*Task objective:*
Print the listing below line for line, leaving out the pictures.
[Begin]
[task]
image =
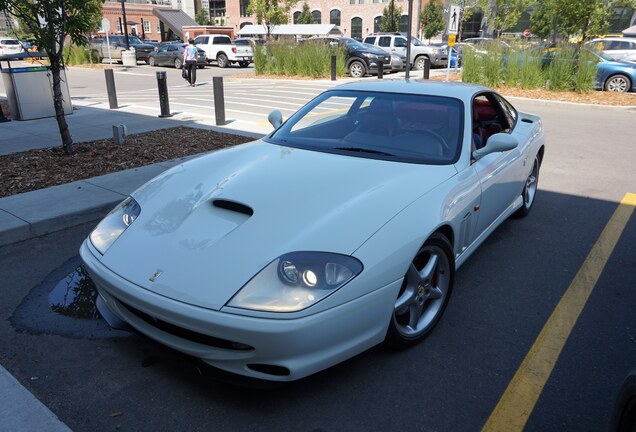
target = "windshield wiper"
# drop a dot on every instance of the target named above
(363, 150)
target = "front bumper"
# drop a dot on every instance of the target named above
(264, 348)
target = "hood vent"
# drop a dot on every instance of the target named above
(233, 206)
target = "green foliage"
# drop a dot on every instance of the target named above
(391, 18)
(503, 14)
(432, 19)
(567, 68)
(271, 12)
(201, 17)
(308, 59)
(305, 16)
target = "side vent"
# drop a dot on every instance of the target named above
(233, 206)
[End]
*Finished answer:*
[task]
image =
target = "windshield wiper"
# drop a dot on every instance of the target named above
(363, 150)
target = "front bumper"
# drop a dot on every instance of the target named above
(264, 348)
target = "hood vent"
# drop a dot on every instance of the target named above
(233, 206)
target = "green foliage"
# drop a dot on every instance of the target named above
(391, 18)
(503, 14)
(432, 19)
(567, 68)
(271, 12)
(201, 17)
(308, 59)
(305, 16)
target = "side vent"
# drop a dot on every instance of the target named above
(233, 206)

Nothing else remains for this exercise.